● PROBLEM SET:
A) From the corn rust page, pull out everything from "Part 1: Differentiating" down to "min 34 sec)".
B) Condense the paragraph of the corn rust page that begins "Summary: Two rust diseases" into a short bulleted list of its main facts.

Part 1: Differentiating Common Rust
and Southern Rust of Corn

Watch Presentation (9 min 19 sec)

for PC and Android | for Apple devices


Part 2: Southern Rust of Corn
Watch Presentation (14 min 34 sec)

for PC and Android | for Apple devices



Summary: Two rust diseases occur on corn grown in North America: common rust, caused by Puccinia sorghi, and southern rust, caused by Puccinia polysora. In some cases, both rusts can occur simultaneously or in the same geographic region. Because symptoms of the two diseases are similar, correct diagnosis can be difficult especially for an inexperienced observer. This first presentation describes methods to differentiate common and southern rust in the field and in the lab.

● INFORMATION SHOWN:

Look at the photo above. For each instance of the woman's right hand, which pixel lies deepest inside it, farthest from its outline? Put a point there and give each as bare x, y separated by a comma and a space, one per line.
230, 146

● ANSWERS FOR EACH ITEM:
A)
Part 1: Differentiating Common Rust
and Southern Rust of Corn

Watch Presentation (9 min 19 sec)

for PC and Android | for Apple devices


Part 2: Southern Rust of Corn
Watch Presentation (14 min 34 sec)

B)
- Corn grown in North America gets two rust diseases: common rust, caused by Puccinia sorghi, and southern rust, caused by Puccinia polysora.
- The two can occur simultaneously or in the same geographic region.
- Their symptoms are similar, so correct diagnosis can be difficult, especially for an inexperienced observer.
- The first presentation describes methods to tell common and southern rust apart in the field and in the lab.